## BEGIN

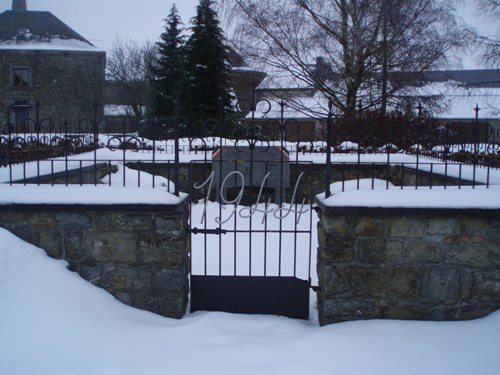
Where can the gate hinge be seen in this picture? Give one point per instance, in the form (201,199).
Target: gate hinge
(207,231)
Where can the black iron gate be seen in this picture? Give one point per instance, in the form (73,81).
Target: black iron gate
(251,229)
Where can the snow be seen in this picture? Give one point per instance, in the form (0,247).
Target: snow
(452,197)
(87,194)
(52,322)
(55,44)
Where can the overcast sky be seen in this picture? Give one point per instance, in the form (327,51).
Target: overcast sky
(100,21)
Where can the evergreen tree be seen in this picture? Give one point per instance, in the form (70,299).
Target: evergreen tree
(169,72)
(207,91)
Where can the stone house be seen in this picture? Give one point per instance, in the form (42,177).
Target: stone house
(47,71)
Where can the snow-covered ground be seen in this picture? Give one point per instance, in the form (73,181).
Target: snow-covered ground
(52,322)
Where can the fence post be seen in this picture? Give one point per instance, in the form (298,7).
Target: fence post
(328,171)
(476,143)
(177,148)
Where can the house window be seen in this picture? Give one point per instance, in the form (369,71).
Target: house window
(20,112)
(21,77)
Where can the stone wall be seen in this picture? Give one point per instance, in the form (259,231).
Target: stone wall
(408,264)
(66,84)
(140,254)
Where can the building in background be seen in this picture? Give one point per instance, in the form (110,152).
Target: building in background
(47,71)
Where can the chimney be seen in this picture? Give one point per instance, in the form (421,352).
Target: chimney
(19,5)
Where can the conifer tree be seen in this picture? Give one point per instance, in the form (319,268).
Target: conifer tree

## END

- [GIVEN PROBLEM] Please rewrite all of the data above with "evergreen tree" changed to "pine tree" everywhere it appears, keeping everything else the same and leaving out the pictures.

- [TASK RESPONSE]
Where can the gate hinge be seen in this picture? Give one point per instance, in the form (201,199).
Target: gate hinge
(207,231)
Where can the black iron gate be seen in this picture? Give one point per instance, in the form (73,81).
Target: black iron gate
(251,229)
Where can the snow be seen in this picture? Give one point per instance, in the form (0,247).
Target: snow
(452,197)
(87,194)
(52,322)
(55,44)
Where can the overcast sky be seen in this picture? Give one point per instance, in the form (327,51).
Target: overcast sky
(100,21)
Where can the pine tree be seen in this picture? Give one point per instance, in the form (70,299).
Target: pine tree
(169,72)
(207,91)
Where can the stone house be seen in this picture? Give one point per instance, in the form (42,177).
Target: stone house
(47,71)
Where can the snow-covered ground be seen in this picture? Give one point per instance, in the form (73,181).
Target: snow-covered ground
(52,322)
Where can the fence post be seen in this picture? Give one point per instance, in the form (298,7).
Target: fence post
(328,171)
(476,143)
(177,148)
Where can the house window be seen in this picture? Give one point per instance, in the form (369,71).
Target: house window
(20,112)
(21,77)
Where can the stone wall be seen in this picture? Give one point per instance, in the form (259,231).
Target: stone wall
(408,264)
(66,84)
(140,254)
Where can the building in background be seen in this picture? Give one point per instance, in the form (110,152).
Target: building in background
(47,71)
Where can the chimney be seen in this picture? Give one point per instance, in the form (421,352).
Target: chimney
(19,5)
Where can the conifer tree be seen in this picture? Give one point per instance, in the form (319,268).
Target: conifer tree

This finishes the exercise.